Source document:
● ● ●

Traditionally, airports have relied on numerous complementary commercial activities apart from travel and ground handling services. The former are called non-aero activities while the latter is termed aero-activities. Airports make commendable revenue from selling ad spaces, offering parking services, leasing retail outlets, and developing hotels for the passengers.
However, there is a larger untapped potential, which has so far not been taken advantage of systematically. Already major international airports in the world make up to 50% of their annual revenue through real estate. In India, the real estate component in the overall revenue structure is still underutilized.
Privatization of the Airports is the Game Changer
Airports are built across large land parcels, which makes them a potential ground for realty developments. Moreover, increased commercial and logistic activities in the vicinity further act as a growth multiplier for real estate demand. Yet, the potential of real estate investments in airports has been overlooked in the past, mostly because managing and operating an airport was a state affair. The Airport Authority of India (AAI) has been managing the airports in the country.

● ● ●

Given information:
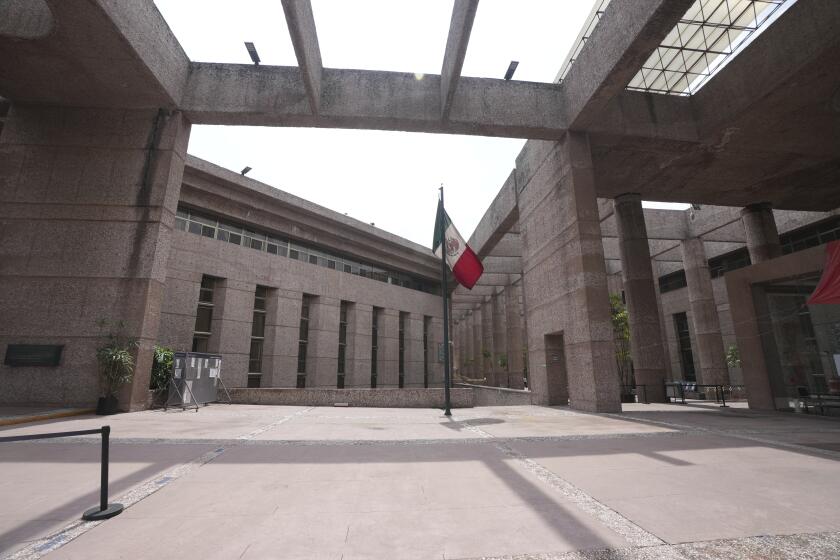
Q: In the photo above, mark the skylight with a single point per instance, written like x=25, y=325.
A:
x=704, y=40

● ● ●

Description of the task: Copy the whole airport real estate text word for word. The material comes from a different source than the text.

Reply:
Traditionally, airports have relied on numerous complementary commercial activities apart from travel and ground handling services. The former are called non-aero activities while the latter is termed aero-activities. Airports make commendable revenue from selling ad spaces, offering parking services, leasing retail outlets, and developing hotels for the passengers.
However, there is a larger untapped potential, which has so far not been taken advantage of systematically. Already major international airports in the world make up to 50% of their annual revenue through real estate. In India, the real estate component in the overall revenue structure is still underutilized.
Privatization of the Airports is the Game Changer
Airports are built across large land parcels, which makes them a potential ground for realty developments. Moreover, increased commercial and logistic activities in the vicinity further act as a growth multiplier for real estate demand. Yet, the potential of real estate investments in airports has been overlooked in the past, mostly because managing and operating an airport was a state affair. The Airport Authority of India (AAI) has been managing the airports in the country.